_WHAT IS EXPECTED_:
Each line from the start of the records through the line containing "Query: yellow anther" is to be transcribed exactly, and no other line is to be included.

_DATASET RECORDS_:
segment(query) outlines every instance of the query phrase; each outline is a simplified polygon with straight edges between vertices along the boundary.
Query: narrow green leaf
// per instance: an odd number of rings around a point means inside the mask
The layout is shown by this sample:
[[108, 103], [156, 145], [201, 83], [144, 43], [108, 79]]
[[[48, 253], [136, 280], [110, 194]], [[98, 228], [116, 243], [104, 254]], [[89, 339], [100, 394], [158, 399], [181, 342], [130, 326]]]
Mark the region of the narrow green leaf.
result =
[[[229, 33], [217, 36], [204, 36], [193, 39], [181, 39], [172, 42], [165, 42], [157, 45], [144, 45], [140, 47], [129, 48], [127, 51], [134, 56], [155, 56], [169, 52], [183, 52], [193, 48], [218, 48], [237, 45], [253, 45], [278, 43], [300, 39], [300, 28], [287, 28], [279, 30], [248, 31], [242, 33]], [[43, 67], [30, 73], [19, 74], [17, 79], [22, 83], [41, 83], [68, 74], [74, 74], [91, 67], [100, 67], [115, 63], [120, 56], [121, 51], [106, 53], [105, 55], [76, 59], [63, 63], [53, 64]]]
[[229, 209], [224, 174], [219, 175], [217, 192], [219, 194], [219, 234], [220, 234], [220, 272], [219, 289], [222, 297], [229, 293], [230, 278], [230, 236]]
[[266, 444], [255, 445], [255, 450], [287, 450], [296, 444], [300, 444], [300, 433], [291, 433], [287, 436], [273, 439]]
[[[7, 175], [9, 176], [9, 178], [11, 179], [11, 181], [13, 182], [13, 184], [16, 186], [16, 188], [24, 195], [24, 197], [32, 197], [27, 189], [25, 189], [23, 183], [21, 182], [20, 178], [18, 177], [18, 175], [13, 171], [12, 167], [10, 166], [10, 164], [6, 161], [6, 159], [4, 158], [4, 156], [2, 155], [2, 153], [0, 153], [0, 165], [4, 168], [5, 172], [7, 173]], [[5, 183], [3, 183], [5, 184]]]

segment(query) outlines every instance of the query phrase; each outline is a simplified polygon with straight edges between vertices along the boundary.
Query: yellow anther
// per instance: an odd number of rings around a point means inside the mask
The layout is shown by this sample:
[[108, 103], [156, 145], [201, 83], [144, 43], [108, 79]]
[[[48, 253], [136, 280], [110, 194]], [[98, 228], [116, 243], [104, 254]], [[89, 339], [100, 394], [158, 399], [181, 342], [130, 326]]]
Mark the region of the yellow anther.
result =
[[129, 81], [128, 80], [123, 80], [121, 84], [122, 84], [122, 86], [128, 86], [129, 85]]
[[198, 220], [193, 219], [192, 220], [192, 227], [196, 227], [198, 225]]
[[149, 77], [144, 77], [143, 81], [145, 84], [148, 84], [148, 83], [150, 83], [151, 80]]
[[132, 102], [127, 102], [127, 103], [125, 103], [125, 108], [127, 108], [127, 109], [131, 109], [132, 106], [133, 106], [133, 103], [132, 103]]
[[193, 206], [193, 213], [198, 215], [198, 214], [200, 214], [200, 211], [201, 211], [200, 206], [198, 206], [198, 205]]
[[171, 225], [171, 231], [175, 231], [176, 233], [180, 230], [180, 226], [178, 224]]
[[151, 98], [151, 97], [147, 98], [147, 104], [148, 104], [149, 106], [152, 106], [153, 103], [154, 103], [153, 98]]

_OUTPUT FOR THIS TASK_:
segment(query) outlines every instance of the query phrase; each outline is a simplified polygon with straight edges between vertices along the boundary.
Query: narrow green leaf
// per instance: an odd number of rings around a point means inside the mask
The layout is shown by this sample:
[[108, 103], [156, 145], [201, 83], [144, 43], [108, 79]]
[[[48, 253], [136, 280], [110, 194]], [[98, 228], [116, 243], [104, 254]], [[89, 339], [100, 394], [158, 399], [181, 342], [130, 326]]]
Mark the region of the narrow green leaf.
result =
[[[229, 33], [217, 36], [204, 36], [193, 39], [181, 39], [172, 42], [165, 42], [157, 45], [144, 45], [140, 47], [129, 48], [127, 51], [134, 56], [155, 56], [169, 52], [183, 52], [193, 48], [218, 48], [237, 45], [253, 45], [278, 43], [300, 39], [300, 28], [287, 28], [279, 30], [248, 31], [242, 33]], [[43, 67], [30, 73], [19, 74], [17, 79], [22, 83], [41, 83], [68, 74], [74, 74], [91, 67], [100, 67], [115, 63], [120, 56], [121, 51], [106, 53], [105, 55], [76, 59], [63, 63], [53, 64]]]
[[229, 209], [224, 174], [219, 175], [217, 192], [219, 194], [219, 234], [220, 234], [220, 272], [219, 289], [222, 297], [229, 293], [230, 278], [230, 236]]
[[266, 444], [255, 445], [255, 450], [287, 450], [296, 444], [300, 444], [300, 433], [291, 433], [287, 436], [273, 439]]
[[[7, 175], [9, 176], [9, 178], [11, 179], [11, 181], [13, 182], [13, 184], [16, 186], [16, 188], [24, 195], [24, 197], [32, 197], [27, 189], [25, 189], [23, 183], [21, 182], [20, 178], [18, 177], [18, 175], [13, 171], [12, 167], [10, 166], [10, 164], [6, 161], [6, 159], [4, 158], [4, 156], [2, 155], [2, 153], [0, 153], [0, 165], [4, 168], [5, 172], [7, 173]], [[5, 183], [3, 183], [5, 184]]]

segment(query) outlines every instance of the query phrase; each outline is a simplified polygon with straight edges between vertices along the boundary.
Query: yellow anther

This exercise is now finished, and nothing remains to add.